(Data items)

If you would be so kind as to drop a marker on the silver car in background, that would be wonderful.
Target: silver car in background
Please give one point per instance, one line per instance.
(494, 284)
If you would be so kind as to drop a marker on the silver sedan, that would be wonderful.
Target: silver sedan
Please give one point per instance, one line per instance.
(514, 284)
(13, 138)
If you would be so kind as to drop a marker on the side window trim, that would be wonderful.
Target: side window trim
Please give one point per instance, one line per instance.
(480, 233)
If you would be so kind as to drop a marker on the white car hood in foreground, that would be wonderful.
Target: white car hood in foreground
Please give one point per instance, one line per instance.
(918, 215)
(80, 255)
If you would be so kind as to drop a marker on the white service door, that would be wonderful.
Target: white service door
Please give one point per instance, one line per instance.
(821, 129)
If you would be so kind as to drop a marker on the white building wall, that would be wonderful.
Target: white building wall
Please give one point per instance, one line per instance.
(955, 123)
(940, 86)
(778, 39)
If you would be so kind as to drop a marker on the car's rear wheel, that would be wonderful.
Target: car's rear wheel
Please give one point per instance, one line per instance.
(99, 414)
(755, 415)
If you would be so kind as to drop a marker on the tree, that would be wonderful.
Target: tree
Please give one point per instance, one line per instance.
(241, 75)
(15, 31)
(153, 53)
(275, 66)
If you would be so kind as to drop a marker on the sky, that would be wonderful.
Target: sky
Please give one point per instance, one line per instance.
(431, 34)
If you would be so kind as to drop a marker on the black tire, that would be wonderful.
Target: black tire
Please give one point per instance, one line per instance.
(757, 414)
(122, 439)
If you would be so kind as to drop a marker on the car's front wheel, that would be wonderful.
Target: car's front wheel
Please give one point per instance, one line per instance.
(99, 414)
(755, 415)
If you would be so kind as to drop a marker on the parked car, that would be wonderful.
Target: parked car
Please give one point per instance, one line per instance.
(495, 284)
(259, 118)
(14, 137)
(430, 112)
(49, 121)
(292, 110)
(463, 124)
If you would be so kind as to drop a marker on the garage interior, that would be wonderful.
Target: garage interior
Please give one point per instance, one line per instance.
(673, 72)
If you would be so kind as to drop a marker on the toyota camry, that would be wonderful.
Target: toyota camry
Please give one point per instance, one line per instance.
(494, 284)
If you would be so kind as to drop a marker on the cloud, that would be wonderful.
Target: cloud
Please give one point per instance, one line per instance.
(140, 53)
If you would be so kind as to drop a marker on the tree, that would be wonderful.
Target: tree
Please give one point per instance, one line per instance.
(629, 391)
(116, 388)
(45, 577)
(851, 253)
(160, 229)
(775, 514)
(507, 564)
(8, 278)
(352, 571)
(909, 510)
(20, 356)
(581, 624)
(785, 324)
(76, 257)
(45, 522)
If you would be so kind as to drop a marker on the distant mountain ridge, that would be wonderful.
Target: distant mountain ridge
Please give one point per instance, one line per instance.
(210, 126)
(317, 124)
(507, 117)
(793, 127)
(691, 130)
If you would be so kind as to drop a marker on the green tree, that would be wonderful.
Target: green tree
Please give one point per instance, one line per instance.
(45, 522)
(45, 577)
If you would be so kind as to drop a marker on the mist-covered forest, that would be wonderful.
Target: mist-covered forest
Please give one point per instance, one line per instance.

*Written problem*.
Please rescale the lines from the one containing "green tree, that would be wonderful." through the last line, multiplying every point coordinate in the answers by 1.45 and rounding to whole numbers with halves rounded up. Give all of these lines again, requests included.

*The output*.
If you would be so kind as to drop a marker on the green tree, that would be wonderful.
Target: green tree
Please give one point per instance, one line per instance.
(65, 757)
(65, 837)
If you would be so kind as to drop a marker on the mist-covered forest, that would be wonderful.
Target: mist-covered forest
Please give one point per instance, one line per instance.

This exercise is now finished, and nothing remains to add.